Recast the data below as a JSON list of strings with one string per line, omitting blank lines.

(Pointing and labeling data)

▼

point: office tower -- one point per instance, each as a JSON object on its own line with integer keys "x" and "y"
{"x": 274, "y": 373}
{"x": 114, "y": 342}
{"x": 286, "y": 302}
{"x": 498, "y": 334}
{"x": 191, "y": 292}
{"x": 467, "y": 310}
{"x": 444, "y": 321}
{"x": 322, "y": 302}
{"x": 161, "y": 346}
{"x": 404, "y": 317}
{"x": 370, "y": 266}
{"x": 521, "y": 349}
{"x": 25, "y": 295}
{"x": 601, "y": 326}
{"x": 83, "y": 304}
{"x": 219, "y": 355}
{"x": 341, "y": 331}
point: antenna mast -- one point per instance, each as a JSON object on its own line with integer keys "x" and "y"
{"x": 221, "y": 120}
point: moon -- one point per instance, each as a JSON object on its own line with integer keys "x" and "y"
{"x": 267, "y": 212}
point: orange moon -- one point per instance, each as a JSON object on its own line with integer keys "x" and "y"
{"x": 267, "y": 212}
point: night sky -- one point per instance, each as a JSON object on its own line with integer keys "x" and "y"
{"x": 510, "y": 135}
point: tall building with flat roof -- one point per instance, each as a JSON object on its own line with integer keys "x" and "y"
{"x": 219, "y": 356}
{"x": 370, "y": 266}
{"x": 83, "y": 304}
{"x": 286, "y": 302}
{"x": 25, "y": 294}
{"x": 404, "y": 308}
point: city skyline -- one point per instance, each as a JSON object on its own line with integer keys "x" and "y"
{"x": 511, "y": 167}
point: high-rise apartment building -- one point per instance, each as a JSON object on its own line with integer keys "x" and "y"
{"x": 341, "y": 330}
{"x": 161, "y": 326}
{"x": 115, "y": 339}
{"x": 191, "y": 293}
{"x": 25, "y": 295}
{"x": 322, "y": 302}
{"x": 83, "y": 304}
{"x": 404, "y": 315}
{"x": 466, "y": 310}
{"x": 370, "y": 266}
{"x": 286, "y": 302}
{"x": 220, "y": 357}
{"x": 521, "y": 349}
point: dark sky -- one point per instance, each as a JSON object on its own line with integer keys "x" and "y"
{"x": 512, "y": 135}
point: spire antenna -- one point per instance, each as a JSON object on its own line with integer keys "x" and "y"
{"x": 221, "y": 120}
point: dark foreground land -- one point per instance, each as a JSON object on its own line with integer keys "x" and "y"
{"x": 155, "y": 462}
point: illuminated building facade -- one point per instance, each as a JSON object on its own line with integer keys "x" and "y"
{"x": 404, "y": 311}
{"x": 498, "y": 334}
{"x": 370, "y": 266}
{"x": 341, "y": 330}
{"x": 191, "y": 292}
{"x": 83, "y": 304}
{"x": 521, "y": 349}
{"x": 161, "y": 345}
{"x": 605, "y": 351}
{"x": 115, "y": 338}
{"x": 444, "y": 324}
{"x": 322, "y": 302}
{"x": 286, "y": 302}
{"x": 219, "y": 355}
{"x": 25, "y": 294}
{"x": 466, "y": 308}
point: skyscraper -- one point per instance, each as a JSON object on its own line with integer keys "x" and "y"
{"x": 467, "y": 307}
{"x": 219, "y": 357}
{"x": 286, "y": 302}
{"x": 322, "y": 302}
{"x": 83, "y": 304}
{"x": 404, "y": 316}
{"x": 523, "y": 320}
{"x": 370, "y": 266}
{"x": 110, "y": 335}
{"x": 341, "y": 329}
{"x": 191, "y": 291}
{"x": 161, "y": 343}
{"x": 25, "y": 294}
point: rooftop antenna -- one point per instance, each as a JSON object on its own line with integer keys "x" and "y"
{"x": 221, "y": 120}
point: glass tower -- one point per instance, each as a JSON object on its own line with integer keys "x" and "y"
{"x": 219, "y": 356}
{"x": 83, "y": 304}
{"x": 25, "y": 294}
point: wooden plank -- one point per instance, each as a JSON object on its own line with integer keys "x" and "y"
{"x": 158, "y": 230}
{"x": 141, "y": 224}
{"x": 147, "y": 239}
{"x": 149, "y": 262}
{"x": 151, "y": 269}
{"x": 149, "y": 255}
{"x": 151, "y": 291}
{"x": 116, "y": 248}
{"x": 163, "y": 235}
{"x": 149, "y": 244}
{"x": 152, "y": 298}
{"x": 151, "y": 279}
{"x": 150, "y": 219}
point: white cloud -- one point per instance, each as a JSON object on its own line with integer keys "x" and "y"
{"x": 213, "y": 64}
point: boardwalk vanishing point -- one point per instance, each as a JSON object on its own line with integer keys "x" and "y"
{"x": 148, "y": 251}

▲

#### Written response:
[
  "point: office tower -- one point per instance, each as a JSON object on its own line with integer keys \"x\" and \"y\"",
  "{\"x\": 274, \"y\": 373}",
  "{\"x\": 114, \"y\": 342}",
  "{\"x\": 286, \"y\": 302}",
  "{\"x\": 498, \"y\": 334}",
  "{\"x\": 191, \"y\": 292}",
  "{\"x\": 467, \"y\": 310}",
  "{\"x\": 444, \"y\": 321}",
  "{\"x\": 322, \"y\": 302}",
  "{\"x\": 161, \"y\": 346}",
  "{\"x\": 404, \"y\": 317}",
  "{\"x\": 370, \"y\": 266}",
  "{\"x\": 521, \"y\": 349}",
  "{\"x\": 25, \"y\": 295}",
  "{\"x\": 601, \"y\": 326}",
  "{\"x\": 83, \"y\": 304}",
  "{\"x\": 219, \"y\": 355}",
  "{\"x\": 341, \"y\": 331}",
  "point: antenna mast -- one point per instance, each as a JSON object on its own line with integer keys \"x\" and \"y\"",
  "{\"x\": 221, \"y\": 120}",
  "point: moon -- one point per instance, each as a JSON object on its own line with integer keys \"x\" and \"y\"",
  "{\"x\": 267, \"y\": 212}",
  "point: orange moon -- one point per instance, each as a JSON object on its own line with integer keys \"x\" and \"y\"",
  "{\"x\": 267, \"y\": 212}",
  "point: night sky -- one point per instance, each as a JSON object on its own line with integer keys \"x\" and \"y\"",
  "{\"x\": 510, \"y\": 135}",
  "point: tall building with flat roof -- one point per instance, each as a JSON object on its own line with integer keys \"x\" and \"y\"",
  "{\"x\": 219, \"y\": 356}",
  "{\"x\": 370, \"y\": 266}",
  "{\"x\": 83, \"y\": 304}",
  "{\"x\": 286, \"y\": 302}",
  "{\"x\": 25, \"y\": 294}",
  "{\"x\": 404, \"y\": 308}",
  "point: city skyline -- one point per instance, each as a JSON object on its own line with integer keys \"x\" and \"y\"",
  "{\"x\": 511, \"y\": 167}",
  "point: high-rise apartment building -- one point per instance, each as a JSON object on its own line with integer keys \"x\" and \"y\"",
  "{\"x\": 341, \"y\": 330}",
  "{\"x\": 161, \"y\": 326}",
  "{\"x\": 115, \"y\": 339}",
  "{\"x\": 191, \"y\": 293}",
  "{\"x\": 25, \"y\": 295}",
  "{\"x\": 322, \"y\": 302}",
  "{\"x\": 83, \"y\": 304}",
  "{\"x\": 404, \"y\": 315}",
  "{\"x\": 466, \"y\": 310}",
  "{\"x\": 370, \"y\": 266}",
  "{\"x\": 286, \"y\": 302}",
  "{\"x\": 220, \"y\": 357}",
  "{\"x\": 521, \"y\": 349}",
  "point: dark sky -- one point per instance, each as a JSON object on its own line with integer keys \"x\" and \"y\"",
  "{\"x\": 512, \"y\": 135}",
  "point: spire antenna -- one point per instance, each as a JSON object on its own line with integer keys \"x\" and \"y\"",
  "{\"x\": 221, \"y\": 120}",
  "point: dark foreground land -- one point per instance, each as a JSON object on its own line with integer keys \"x\" and \"y\"",
  "{\"x\": 155, \"y\": 462}",
  "point: illuminated building facade -- one point per instance, each as a JSON object on its own line with integer keys \"x\" and \"y\"",
  "{\"x\": 404, \"y\": 311}",
  "{\"x\": 498, \"y\": 334}",
  "{\"x\": 370, \"y\": 266}",
  "{\"x\": 341, \"y\": 330}",
  "{\"x\": 191, \"y\": 292}",
  "{\"x\": 83, \"y\": 304}",
  "{\"x\": 521, \"y\": 349}",
  "{\"x\": 161, \"y\": 345}",
  "{\"x\": 605, \"y\": 351}",
  "{\"x\": 115, \"y\": 338}",
  "{\"x\": 444, \"y\": 324}",
  "{\"x\": 322, \"y\": 302}",
  "{\"x\": 286, \"y\": 302}",
  "{\"x\": 219, \"y\": 355}",
  "{\"x\": 25, \"y\": 294}",
  "{\"x\": 466, \"y\": 308}",
  "point: skyscraper -- one point per instance, each as a JSON object on its own line with integer keys \"x\" and \"y\"",
  "{\"x\": 467, \"y\": 307}",
  "{\"x\": 219, \"y\": 357}",
  "{\"x\": 286, \"y\": 302}",
  "{\"x\": 322, \"y\": 302}",
  "{\"x\": 83, \"y\": 304}",
  "{\"x\": 404, \"y\": 316}",
  "{\"x\": 523, \"y\": 320}",
  "{\"x\": 370, \"y\": 266}",
  "{\"x\": 110, \"y\": 335}",
  "{\"x\": 341, \"y\": 329}",
  "{\"x\": 191, \"y\": 291}",
  "{\"x\": 161, \"y\": 343}",
  "{\"x\": 25, \"y\": 294}",
  "point: rooftop antenna -- one point per instance, each as a JSON object on its own line with integer keys \"x\" and \"y\"",
  "{\"x\": 221, \"y\": 120}",
  "point: glass tower -- one point per instance, each as a JSON object on its own line with integer keys \"x\" and \"y\"",
  "{\"x\": 219, \"y\": 356}",
  "{\"x\": 83, \"y\": 304}",
  "{\"x\": 25, \"y\": 294}",
  "point: wooden plank -- one point per instance, each as a JSON object on its own line with integer keys \"x\" and \"y\"",
  "{\"x\": 158, \"y\": 230}",
  "{\"x\": 141, \"y\": 224}",
  "{\"x\": 147, \"y\": 239}",
  "{\"x\": 149, \"y\": 262}",
  "{\"x\": 151, \"y\": 269}",
  "{\"x\": 149, \"y\": 255}",
  "{\"x\": 151, \"y\": 291}",
  "{\"x\": 116, \"y\": 248}",
  "{\"x\": 163, \"y\": 235}",
  "{\"x\": 149, \"y\": 244}",
  "{\"x\": 152, \"y\": 298}",
  "{\"x\": 151, \"y\": 279}",
  "{\"x\": 150, \"y\": 219}",
  "point: white cloud -- one point per instance, each as a JSON object on its own line with integer keys \"x\" and \"y\"",
  "{\"x\": 213, \"y\": 64}",
  "point: boardwalk vanishing point -- one point per instance, each as a JSON object on its own line with integer keys \"x\" and \"y\"",
  "{\"x\": 148, \"y\": 251}"
]